Quando nasceu, em junho de 1954, numa família de imigrantes galegos, radicados nesta terra há duas gerações, recebeu o nome Mário Cortizo Andion. Mas, aos 19 anos, nas ruas da cidade da Baía, em 1973, foi rebatizado Mário Mukeka, após ser detido, junto com amigos, por causa de uma moqueca de peixe vermelho, turbinada com algumas berlotas de cannabis sativa.
Naqueles anos de contracultura e ditadura militar, os jovens eram reprimidos pela polícia apenas por usarem cabelos longos, terem pinta de artista e circularem por locais badalados da cidade como o Porto da Barra e a Boca do Rio. (Foto: Sora Maia) Após sucessivas detenções, um cronista de jornal o considerou “irrecuperável” e o estigma foi tornando sua vida mais difícil, sobretudo para o jovem que, aos 21 anos, já era pai de duas crianças: Mário Luís e Indiara, nascidas de seu relacionamento com Yara, uma descendente dos Tupinambá da Bahia.
Foi, então, que Mario Andion transformou o vulgo Mukeka em nome artístico, se metamorfoseando várias vezes, ao longo de suas seis décadas e meia de vida: artista plástico; compositor e músico; carpinteiro naval e de móveis; escultor; mergulhador; caçador de tesouros. Pirataria no Mar da Bahia marca o nascimento do escritor, fazendo de Mukeka o verdadeiro pirata dos "sete Mários”.
Mário viveu intensamente os anos da contracultura e, quando viu Os Novos Baianos se separarem, em 1979, se sentiu desconsolado, por ver morrer o sonho da sociedade alternativa e a possibilidade de viver sob o mesmo teto com amigos, unidos pela música. “Aquilo me prejudicou muito”.
Contudo, a desilusão não foi suficiente para desistir da arte. Nos anos 1980, conquistou dois Troféus Caymmi, como um dos vocalistas da Gang Bang, banda de rock and roll formada por amigos de longa data. Mas a vida desregrada e incerta, de noites perdidas entre os bares, os palcos e as alcovas, da velha São Salvador, não sobreviveriam à próxima década. (Foto: Sora Maia) Com o fim da Gang Bang, passou a se dedicar, com mais regularidade, às atividades que o ligavam ao mar; ora construindo ou consertando barcos, entre a rampa do Mercado e o cais da Ribeira; ora mergulhando em busca de tesouros perdidos por embarcações naufragadas, durante tempestades ou em sangrentas batalhas, nos tempos em que os engenhos do Recôncavo Baiano produziam grande parte do açúcar que adoçava vidas mundo afora.
Por este motivo, Salvador era uma cidade portuária bastante cobiçada por impérios e piratas europeus. Quem sabe, por isso, até hoje “é doce morrer no mar”.

Dados guardados
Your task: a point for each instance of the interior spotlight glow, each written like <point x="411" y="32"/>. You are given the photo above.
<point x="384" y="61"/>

Exercício proposto A
Segundo o texto extraído, por que Mário Cortizo Andion passou a ser chamado de Mário Mukeka? Explique em uma a três frases.
Exercício proposto B
Dê sequência ao texto sobre a vida de Mário Mukeka, começando logo depois da última frase.

Resultado final A
Em 1973, aos 19 anos, ele foi detido com amigos nas ruas da cidade da Baía por causa de uma moqueca de peixe vermelho preparada com algumas berlotas de cannabis sativa. Foi depois disso que ganhou o nome Mário Mukeka.

Resultado final B
Pessoa carismática, exímio narrador e aficionado pelo cabalístico número sete, as aventuras de Mário Mukeka, assim na terra como no mar, se desdobram pelos cenários que se espalham desde as profundezas oceânicas, dos perdidos tesouros ainda por encontrar, passando pela rampa do Mercado Modelo, para desaguar nas entranhas da Baía de Todos-os-Santos, depois de lamber as areias do Porto da Barra.
Se você anda com ele, por ali, pela Praça Cairu, vai apontar para a parte alta da cidade velha, acima do Elevador Lacerda, e vai falar das sete colunas do Palácio Rio Branco e dos sete arcos da Ladeira da Misericórdia, como uma constatação de que a arquitetura não se limita a fornecer estruturas visíveis, mas também expressa sistemas de crenças e valores de natureza intangível. Basta saber procurar os símbolos e se deixar levar pelas artimanhas dos significados.
Em suas tantas sete vidas, Mario fez de tudo um muito, seja como artesão, músico, caçador de tesouros ou até mesmo costureiro. Atualmente, se dedica bastante à carpintaria, especialmente com madeira recolhida de demolição. Porquanto, não basta criar um novo e charmoso objeto, será sempre um prazer a mais também ter uma boa história para contar. (Foto: Sora Maia) O talento lhe apareceu ainda criança, quando o pai, conhecido pela pitoresca alcunha de Manolo Maluco - piloto de avião autodidata, que realizou a façanha de voar por baixo do vão do Elevador Lacerda -, lhe deu de presente um conjunto de chaves de fenda, martelo, alicate, serrote, formões, trazido dos Estados Unidos.
O menino saiu a desmontar tudo o que achava pela frente, para remontar conforme a imaginação mandava. Essa curiosidade criativa é um traço que se destaca na pessoa Mario Mukeka, levando-o a fabricar móveis de variados tamanhos, brinquedos, barcos, além de sua própria casa, com madeira de demolição, dentre outros materiais.
Se você quiser um móvel funcional, bonito e exclusivo, basta chegar junto. Um antigo assoalho de pau d’arco pode renascer como uma confortável poltrona, sustentada por rodinhas. O jequitibá, o breu branco, o breu preto, o cedro, retirados de portas, janelas e painéis decorativos de casas antigas que sucumbiram aos arranha-céus, facilmente ele transforma nas estruturas e nos tampos de mesas, camas, carrinhos de bebida ou banquinhos em forma de coração.
Melhor ainda se você quiser participar do processo, tardes a fio, gargalhando e se divertindo com os causos do pirata, enquanto ajuda a lixar, furar, calafetar, polir a madeira, na condição de ajudante ou aprendiz. O Galpão de Catarina, onde funciona o ateliê, estará de portas abertas.
Colecionador de “ex-queridas” - tal como ele chama as inúmeras mulheres que o seduziram e foram seduzidas por sua sutil prosa poética -, pelas suas contas, casou-se dezessete vezes, embora nunca tenha assinado qualquer papel. Filhos foram apenas dois, igual ao número de netos.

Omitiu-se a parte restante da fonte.